• **WHAT IS REQUIRED**
From the Gwyn Ashton profile below, extract everything from "An inductee into" down to "has no boundaries.", copied word for word.

• **EXCERPT TO READ**

*** Block opens ***

During a tour of Spain, Ashton found himself jamming with former Wings drummer Geoff Britten who played on ‘Venus and Mars’. In Austin Texas, he was invited onstage with the hierarchy of the Austin scene including Derek O’Brien, Malford Milligan, Chris Duarte, Roscoe Beck and Frosty.
 
Eric Johnson's bassist Chris Maresh joined Ashton on a 2018 German tour with Welsh drummer Chris Sharley from the 70s band Sassafrass. Budgie's Burke Shelley gave Ashton a CD to learn their songs as they were possibly looking for a replacement guitarist at one stage. Shelley's blues band opened for Ashton at a Christmas party at Tawe Delta Blues Club in Swansea, Wales. They were introduced by Dire Straits and Rockpile drummer Terry Williams.

Ashton's first Czech Republic gig was with BB King at Golem Blues Festival where he was the only other musician, apart from King's band, allowed in the dressing room prior to King's performance. 
 
Ashton's first Czech Republic gig was with BB King at Golem Blues Festival, where he was the only other musician, apart from King's band members, allowed in the dressing room before his performance. Ashton has recorded eight albums, some with special guests mentioned above.  
 
Forever pushing the boundaries of his abilities, Gwyn Ashton's critically acclaimed latest release ‘Solo Elektro’ sees him reinvented as an alternative progressive blues-rock solo artist with elements of 1960s garage rock, psychedelia, acoustic roots, dance and chill-out music and some good old-fashioned rock 'n' roll. The album has garnished great reviews from lifestyle magazine Paris Move, Classic Rock Magazine, Powerplay Rock and Metal Magazine, RnR and Australia's Rhythms Magazine who stated ‘Throw Pink Floyd, The Beatles circa ’66 and Rory Gallagher into one big fuzz-filled concoction and there lays Gwyn Ashton's one-man band’.

His 2019 album Sonic Blues Preachers was recorded with John Freeman from the band Fraternity which boasted the frontman Bon Scott, pre-AC/DC. 

An inductee into the South Australian Music Hall of Fame for recognition of his contribution of sharing original Australian music with the world, Ashton is one of the most uniquely contemporary one-man acts on the planet today. His show is retro with a modern evolution as he crosses the boundaries between indie rock and the blues, mixing his electric set with acoustic lap side and steel-bodied resonator guitars along the way. His two-hour show takes his audience on an eclectic musical mesmerising story-telling journey, as he engulfs and engages them in a hypnotic musical adventure, showing music has no boundaries.

*** Block closes ***

• **MATERIAL SUPPLIED**
*** Block opens ***

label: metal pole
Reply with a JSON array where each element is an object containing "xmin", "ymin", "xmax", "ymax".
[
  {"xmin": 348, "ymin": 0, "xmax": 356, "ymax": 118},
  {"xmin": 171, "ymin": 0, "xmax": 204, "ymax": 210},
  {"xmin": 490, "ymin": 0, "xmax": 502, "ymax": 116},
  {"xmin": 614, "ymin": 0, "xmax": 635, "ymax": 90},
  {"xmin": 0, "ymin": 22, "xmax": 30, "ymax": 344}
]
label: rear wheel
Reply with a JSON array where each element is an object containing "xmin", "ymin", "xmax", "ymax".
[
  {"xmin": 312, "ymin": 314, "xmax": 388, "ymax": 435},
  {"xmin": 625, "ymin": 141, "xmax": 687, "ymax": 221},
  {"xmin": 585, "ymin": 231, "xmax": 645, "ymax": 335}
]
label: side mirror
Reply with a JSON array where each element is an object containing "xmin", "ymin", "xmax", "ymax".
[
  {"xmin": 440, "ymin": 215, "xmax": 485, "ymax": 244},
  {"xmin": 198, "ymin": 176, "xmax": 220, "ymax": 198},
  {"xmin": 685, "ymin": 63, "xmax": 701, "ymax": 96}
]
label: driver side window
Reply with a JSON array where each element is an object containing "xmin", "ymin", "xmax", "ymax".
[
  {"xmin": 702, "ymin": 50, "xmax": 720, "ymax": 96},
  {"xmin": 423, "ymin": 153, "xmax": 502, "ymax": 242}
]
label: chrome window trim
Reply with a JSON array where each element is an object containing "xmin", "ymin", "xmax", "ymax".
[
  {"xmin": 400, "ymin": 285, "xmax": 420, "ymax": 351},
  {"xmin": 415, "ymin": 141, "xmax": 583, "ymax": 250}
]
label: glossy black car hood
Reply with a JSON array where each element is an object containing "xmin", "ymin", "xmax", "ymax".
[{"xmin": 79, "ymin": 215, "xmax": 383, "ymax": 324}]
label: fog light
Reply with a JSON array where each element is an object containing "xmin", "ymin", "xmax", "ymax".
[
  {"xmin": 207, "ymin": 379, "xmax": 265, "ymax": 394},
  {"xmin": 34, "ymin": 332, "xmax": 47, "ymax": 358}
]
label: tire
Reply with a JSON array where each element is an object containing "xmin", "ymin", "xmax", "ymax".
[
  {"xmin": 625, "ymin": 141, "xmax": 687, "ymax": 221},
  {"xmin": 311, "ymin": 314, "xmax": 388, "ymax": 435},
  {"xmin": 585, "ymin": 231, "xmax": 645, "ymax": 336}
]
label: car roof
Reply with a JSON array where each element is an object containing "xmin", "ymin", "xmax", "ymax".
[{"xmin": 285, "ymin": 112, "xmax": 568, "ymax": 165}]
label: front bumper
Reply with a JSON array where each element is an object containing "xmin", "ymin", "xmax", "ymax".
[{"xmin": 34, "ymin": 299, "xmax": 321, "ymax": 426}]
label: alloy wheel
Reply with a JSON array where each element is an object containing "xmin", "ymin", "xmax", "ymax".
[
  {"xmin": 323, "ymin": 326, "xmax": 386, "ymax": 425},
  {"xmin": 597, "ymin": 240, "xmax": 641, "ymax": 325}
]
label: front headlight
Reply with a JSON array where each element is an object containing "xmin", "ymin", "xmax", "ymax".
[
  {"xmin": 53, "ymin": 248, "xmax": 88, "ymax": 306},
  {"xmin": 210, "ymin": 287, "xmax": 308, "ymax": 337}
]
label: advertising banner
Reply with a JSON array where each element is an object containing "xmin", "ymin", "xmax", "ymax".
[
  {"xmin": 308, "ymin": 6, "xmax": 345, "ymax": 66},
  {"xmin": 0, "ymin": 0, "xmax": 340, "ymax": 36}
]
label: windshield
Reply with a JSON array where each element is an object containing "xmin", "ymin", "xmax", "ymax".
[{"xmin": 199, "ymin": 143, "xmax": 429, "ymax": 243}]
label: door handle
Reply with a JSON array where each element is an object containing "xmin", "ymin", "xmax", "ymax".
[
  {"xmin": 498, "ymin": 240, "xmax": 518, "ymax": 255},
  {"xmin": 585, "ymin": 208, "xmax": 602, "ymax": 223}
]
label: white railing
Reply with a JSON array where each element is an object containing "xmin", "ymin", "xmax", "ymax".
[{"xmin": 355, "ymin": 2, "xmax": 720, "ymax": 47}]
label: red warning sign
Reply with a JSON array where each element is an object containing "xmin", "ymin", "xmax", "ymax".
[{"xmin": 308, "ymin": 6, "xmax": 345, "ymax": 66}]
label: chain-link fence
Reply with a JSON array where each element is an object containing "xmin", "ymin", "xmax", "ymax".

*** Block closes ***

• **YOUR RESPONSE**
An inductee into the South Australian Music Hall of Fame for recognition of his contribution of sharing original Australian music with the world, Ashton is one of the most uniquely contemporary one-man acts on the planet today. His show is retro with a modern evolution as he crosses the boundaries between indie rock and the blues, mixing his electric set with acoustic lap side and steel-bodied resonator guitars along the way. His two-hour show takes his audience on an eclectic musical mesmerising story-telling journey, as he engulfs and engages them in a hypnotic musical adventure, showing music has no boundaries.